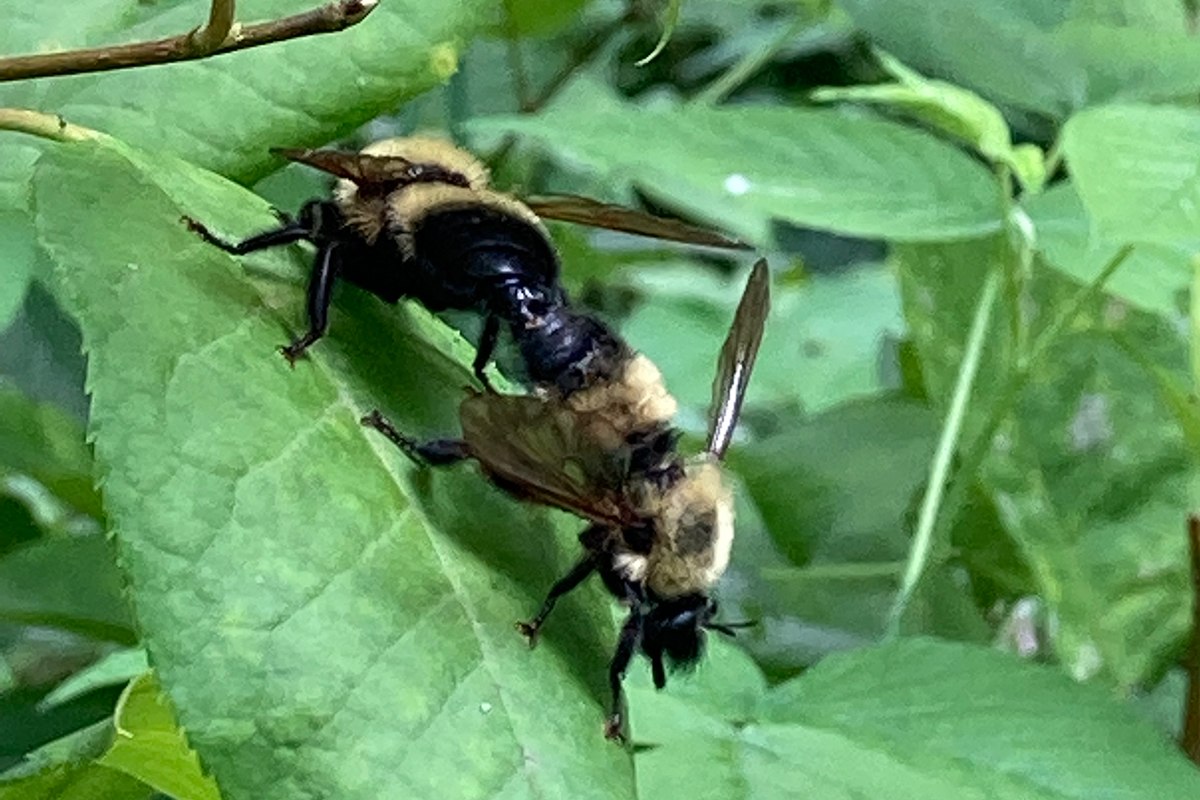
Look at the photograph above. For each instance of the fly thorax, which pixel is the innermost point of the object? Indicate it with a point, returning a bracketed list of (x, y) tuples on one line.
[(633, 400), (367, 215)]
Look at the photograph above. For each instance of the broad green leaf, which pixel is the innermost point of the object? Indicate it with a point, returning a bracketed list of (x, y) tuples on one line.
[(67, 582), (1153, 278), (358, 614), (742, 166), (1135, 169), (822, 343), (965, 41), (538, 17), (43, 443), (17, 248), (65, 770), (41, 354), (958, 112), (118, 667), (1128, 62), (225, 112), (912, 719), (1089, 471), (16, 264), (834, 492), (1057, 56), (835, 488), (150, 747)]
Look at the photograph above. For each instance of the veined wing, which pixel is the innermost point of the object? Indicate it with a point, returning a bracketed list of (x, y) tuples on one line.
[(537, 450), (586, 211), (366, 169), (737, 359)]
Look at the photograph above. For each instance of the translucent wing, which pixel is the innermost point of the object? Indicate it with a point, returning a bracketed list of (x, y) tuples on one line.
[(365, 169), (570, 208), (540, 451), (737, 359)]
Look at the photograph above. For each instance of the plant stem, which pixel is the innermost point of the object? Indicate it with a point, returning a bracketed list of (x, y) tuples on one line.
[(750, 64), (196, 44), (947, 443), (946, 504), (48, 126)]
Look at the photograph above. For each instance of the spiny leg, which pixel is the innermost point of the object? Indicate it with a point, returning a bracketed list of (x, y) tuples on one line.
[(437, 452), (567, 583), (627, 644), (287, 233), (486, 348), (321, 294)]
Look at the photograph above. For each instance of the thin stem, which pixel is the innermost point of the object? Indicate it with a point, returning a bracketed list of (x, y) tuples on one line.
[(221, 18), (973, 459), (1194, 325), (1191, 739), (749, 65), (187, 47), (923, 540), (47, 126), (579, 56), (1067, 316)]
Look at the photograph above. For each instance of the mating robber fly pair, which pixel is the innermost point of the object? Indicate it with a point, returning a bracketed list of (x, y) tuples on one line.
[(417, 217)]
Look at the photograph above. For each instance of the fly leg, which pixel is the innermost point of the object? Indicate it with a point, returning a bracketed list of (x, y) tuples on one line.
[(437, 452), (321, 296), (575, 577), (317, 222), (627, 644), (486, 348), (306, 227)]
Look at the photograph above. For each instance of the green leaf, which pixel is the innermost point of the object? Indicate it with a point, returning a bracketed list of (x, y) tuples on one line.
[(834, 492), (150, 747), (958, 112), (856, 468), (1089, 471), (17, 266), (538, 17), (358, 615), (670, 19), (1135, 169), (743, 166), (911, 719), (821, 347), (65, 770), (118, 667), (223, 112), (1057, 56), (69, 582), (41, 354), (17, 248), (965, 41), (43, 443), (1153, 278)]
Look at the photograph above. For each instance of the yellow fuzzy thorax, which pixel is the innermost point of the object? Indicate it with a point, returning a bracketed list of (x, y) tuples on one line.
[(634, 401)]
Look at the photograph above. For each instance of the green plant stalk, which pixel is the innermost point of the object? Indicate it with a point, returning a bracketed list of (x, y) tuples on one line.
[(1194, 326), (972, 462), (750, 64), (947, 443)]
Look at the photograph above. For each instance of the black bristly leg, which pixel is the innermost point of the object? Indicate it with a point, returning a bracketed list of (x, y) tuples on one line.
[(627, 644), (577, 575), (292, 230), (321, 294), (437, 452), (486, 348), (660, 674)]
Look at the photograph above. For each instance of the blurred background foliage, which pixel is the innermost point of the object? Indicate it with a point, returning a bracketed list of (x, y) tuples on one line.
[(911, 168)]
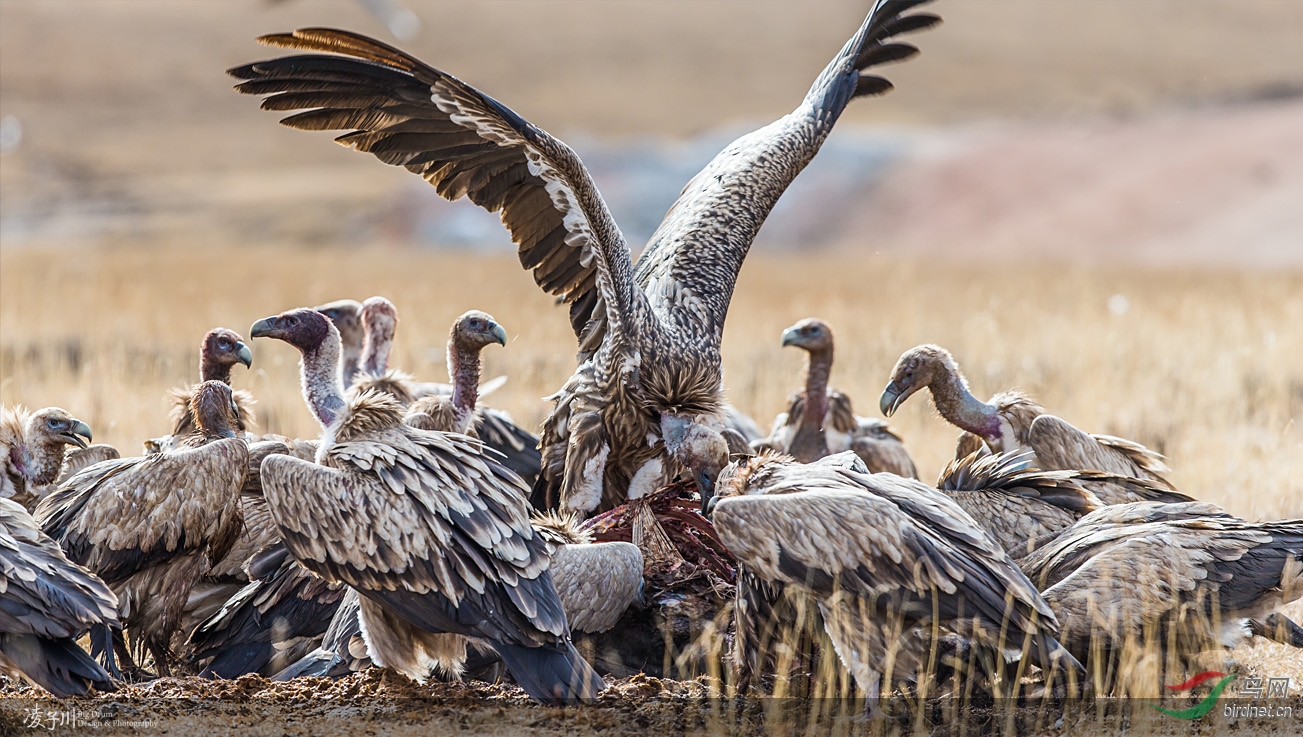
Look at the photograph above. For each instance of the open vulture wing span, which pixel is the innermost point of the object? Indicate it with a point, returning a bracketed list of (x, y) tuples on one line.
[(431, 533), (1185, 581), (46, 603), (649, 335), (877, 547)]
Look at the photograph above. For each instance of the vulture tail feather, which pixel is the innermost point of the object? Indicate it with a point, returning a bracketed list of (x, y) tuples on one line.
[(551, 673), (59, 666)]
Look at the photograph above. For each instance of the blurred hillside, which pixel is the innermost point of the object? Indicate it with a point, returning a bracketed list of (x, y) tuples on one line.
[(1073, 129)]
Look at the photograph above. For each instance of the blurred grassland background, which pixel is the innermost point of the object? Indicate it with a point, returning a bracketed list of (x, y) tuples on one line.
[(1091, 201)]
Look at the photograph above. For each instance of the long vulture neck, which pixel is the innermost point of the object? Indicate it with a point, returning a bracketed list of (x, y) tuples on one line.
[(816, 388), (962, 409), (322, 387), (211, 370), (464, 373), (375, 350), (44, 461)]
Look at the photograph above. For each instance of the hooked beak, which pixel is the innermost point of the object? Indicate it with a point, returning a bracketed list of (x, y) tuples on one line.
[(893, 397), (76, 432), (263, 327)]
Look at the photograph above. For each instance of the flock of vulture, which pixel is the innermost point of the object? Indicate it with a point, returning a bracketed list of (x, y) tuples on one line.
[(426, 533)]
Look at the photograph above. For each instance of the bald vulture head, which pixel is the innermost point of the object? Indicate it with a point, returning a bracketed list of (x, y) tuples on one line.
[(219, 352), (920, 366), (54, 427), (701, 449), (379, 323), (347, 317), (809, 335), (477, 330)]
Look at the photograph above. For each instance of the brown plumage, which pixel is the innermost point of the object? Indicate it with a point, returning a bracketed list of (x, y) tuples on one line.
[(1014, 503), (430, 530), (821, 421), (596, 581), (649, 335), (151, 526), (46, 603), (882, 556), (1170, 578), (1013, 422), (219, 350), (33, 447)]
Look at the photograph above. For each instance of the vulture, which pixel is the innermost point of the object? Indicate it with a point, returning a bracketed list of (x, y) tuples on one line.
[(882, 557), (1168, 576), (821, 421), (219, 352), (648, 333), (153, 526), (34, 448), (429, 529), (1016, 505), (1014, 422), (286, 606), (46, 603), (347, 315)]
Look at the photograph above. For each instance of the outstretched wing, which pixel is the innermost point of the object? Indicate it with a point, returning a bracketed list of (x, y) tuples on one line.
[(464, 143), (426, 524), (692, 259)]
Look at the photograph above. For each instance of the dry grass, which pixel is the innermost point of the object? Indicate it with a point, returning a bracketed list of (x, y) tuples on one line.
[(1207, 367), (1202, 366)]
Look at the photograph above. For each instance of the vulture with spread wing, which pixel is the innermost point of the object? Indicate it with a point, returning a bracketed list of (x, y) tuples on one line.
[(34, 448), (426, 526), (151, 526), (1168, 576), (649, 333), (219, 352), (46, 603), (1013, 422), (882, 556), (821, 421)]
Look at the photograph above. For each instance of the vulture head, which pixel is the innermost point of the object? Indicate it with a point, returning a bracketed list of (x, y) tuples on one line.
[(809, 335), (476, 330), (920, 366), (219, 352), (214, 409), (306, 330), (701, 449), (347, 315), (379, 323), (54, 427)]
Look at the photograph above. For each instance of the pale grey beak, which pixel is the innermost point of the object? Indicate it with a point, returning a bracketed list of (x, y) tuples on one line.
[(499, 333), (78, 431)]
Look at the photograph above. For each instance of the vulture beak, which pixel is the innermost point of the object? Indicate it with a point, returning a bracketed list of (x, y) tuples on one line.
———
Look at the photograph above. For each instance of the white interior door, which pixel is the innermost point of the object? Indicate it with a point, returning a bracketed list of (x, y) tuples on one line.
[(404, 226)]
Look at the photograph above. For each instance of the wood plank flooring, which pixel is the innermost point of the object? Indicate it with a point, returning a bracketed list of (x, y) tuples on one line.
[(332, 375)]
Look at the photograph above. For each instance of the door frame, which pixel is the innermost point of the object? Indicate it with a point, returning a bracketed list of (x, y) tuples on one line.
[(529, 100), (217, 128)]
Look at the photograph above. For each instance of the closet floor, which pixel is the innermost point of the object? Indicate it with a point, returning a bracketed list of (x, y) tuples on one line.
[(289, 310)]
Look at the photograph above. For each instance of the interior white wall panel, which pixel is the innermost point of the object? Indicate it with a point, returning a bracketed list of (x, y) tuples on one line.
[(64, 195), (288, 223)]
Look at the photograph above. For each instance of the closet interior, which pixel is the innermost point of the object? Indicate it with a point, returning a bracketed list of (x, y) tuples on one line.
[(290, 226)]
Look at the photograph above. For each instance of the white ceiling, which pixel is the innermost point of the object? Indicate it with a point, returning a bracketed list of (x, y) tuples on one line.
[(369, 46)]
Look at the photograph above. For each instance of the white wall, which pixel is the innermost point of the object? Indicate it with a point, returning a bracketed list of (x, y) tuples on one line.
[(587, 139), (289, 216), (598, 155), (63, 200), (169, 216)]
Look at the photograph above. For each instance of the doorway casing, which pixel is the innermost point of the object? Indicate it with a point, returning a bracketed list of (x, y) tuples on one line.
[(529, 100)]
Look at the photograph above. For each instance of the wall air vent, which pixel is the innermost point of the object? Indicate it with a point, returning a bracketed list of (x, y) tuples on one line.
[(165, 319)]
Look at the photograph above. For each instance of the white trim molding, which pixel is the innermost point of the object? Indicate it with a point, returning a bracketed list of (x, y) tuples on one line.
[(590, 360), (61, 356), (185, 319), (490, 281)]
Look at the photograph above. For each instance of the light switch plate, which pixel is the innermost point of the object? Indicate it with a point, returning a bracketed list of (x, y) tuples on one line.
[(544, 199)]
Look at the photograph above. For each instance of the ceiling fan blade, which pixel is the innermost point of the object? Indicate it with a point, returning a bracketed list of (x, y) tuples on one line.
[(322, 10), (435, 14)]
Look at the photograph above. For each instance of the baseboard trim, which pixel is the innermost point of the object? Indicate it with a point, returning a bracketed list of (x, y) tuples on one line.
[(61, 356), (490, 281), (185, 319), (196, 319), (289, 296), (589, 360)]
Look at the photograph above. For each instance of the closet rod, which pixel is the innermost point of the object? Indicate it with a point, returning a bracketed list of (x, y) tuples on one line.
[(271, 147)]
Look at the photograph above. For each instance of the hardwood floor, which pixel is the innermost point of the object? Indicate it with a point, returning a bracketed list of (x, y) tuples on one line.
———
◆ **Esercizio proposto**: Riporti di nuovo, senza alcuna modifica, le righe del materiale comprese tra quella che contiene "Look at the photograph above. For each instance of the black" e quella che contiene "348), (660, 674)]", entrambe incluse.

◆ **Risposta all'esercizio**:
Look at the photograph above. For each instance of the black bristly leg, which pixel is the innermost point of the object? Indicate it with a point, returning a bracketed list of (x, y) tuples on one line.
[(627, 644), (577, 575), (292, 230), (321, 294), (437, 452), (486, 348), (660, 674)]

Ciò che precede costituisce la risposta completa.